Aufgabe A:
Fassen Sie den Interviewauszug über Burn-out und Gesundheit am Arbeitsplatz in zwei Sätzen zusammen.
Aufgabe B:
Führen Sie den Interviewauszug über Burn-out und Gesundheit am Arbeitsplatz im Anschluss an seine letzte Frage fort.
*** Textauszug
Anja Kluth: Zu Beginn steht eine genaue Diagnostik und Einordnung des aktuellen Schweregrades – je nachdem kann eine medikamentöse Mitbehandlung oder sogar der Aufenthalt in einer Fachklinik nötig sein. In anderen Fällen mag eine ambulante Psychotherapie oder ein Coaching ausreichen, um dysfunktionale “Teufelskreisläufe” zu erkennen und zu durchbrechen. Das wichtigste Ziel einer Therapie bei Burn-out ist prinzipiell, sich selbst wieder zu aktivieren, durch Selbstachtsamkeit eigene Ressourcen (wieder) zu entdecken, wieder selbstbestimmt handeln und Veränderungen bewirken zu können, um daraus neue Kraft und Motivation zu schöpfen. Therapie ist insofern Hilfe zur Selbsthilfe – nach einer genauen Analyse der individuellen Bedingungen für das “Ausbrennen” sollen bestimmte Strategien gelernt und später selbständig umgesetzt werden.

  • Welche Faktoren machen Mitarbeiter am häufigsten krank?

Gerd Koschik: Zum einen sind dies leistungsbedingte Faktoren wie Über- oder Unterforderung sowie zu ehrgeizige Vorgaben durch den Betrieb. Daneben können zwischenmenschliche Probleme mit Vorgesetzten oder Kollegen einzelne Mitarbeiter zermürben. Und schließlich sind unter Umständen auch private Probleme dafür verantwortlich, dass Arbeitnehmer ihren Job nicht mehr ausüben können.

  • Und was können Unternehmen tun, um psychosomatische Erkrankungen ihrer Mitarbeiter von vornherein möglichst zu verhindern?

Gerd Koschik: Am wichtigsten ist die Schaffung und Erhaltung eines positiven Betriebsklimas, die Mitarbeiter sollten in Gesprächen ein Feedback zu ihrer Leistung und zu ihrem Verhalten bekommen. Wenn es geht, sollten in diesem positiven Arbeitsumfeld alters-, leistungs- und wo nötig auch leidensgerechte Arbeitsplätze geschaffen werden. Wünschenswert sind daneben regelmäßige Weiterbildungsmaßnahmen in allen Abteilungen, aufgeteilt in leistungs- und verhaltensbezogene Schulungen. Und schließlich sollten sich die Mitarbeiter an Entscheidungsprozessen, etwa bei der Installation neuer Software, beteiligen dürfen. Zu den so genannten soft skills kann darüber hinaus die Schaffung und Einhaltung von Ethik-Richtlinien gehören.

  • Wo liegen die Unterschiede beim Gesundheitsmanagement zwischen kleinen Firmen und größeren Konzernen wie der Ara-Gruppe?
******
*** Vorgegebenes Material
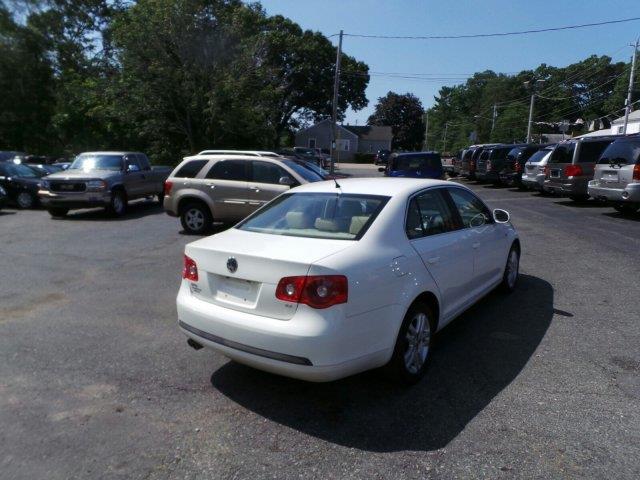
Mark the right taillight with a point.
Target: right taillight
******
Schriftliche Lösung A:
Eine Therapie bei Burn-out beginnt mit einer genauen Diagnostik und soll als Hilfe zur Selbsthilfe dazu führen, dass Betroffene sich wieder aktivieren, eigene Ressourcen entdecken und selbstbestimmt handeln. Mitarbeiter werden vor allem durch leistungsbedingte Faktoren, zwischenmenschliche Probleme und private Probleme krank, und Unternehmen können vorbeugen, indem sie ein positives Betriebsklima schaffen, Feedback geben, Weiterbildungen anbieten und die Mitarbeiter an Entscheidungsprozessen beteiligen.

Schriftliche Lösung B:
Gerd Koschik: In größeren Unternehmen ist eine bessere und intensivere Betreuung der Mitarbeiter durch Spezialisten wie etwa Werksärzte oder die Behandlung in externen Werksarztzentren möglich. Zudem können Arbeitnehmer beim Auftreten von Problemen in größeren Konzernen leichter intern oder extern versetzt und somit entlastet werden.

  • Nehmen Sie in Ihrer Unternehmensgruppe auch Einfluss auf eine gesunde Ernährung der Mitarbeiter bzw. geben Sie Anreize zu sportlicher Betätigung?

Gerd Koschik: Ja, wir führen Ernährungsberatungen und -seminare durch. Zudem werden unsere Kantinenmitarbeiter geschult, damit sie “gesunde” Speisen unter Einsatz gesunder Rohware herstellen können. Das Angebot wurde entsprechend um frisches Obst, Gemüse, und Salate erweitert. Unsere Mitarbeiter können sich aktiv am Betriebssport beteiligen und werden zudem zur Nutzung von Sport- und Gesundheitsseminaren der Krankenkassen und Weiterbildungsträger animiert.

  • Ältere Arbeitnehmer, die in ihrem Job überfordert sind, haben Angst vor Veränderungen, weil sie fürchten, keine neue Stelle zu finden. Was raten Sie diesen Beschäftigten bzw. wie gehen Sie damit als Arbeitgeber um?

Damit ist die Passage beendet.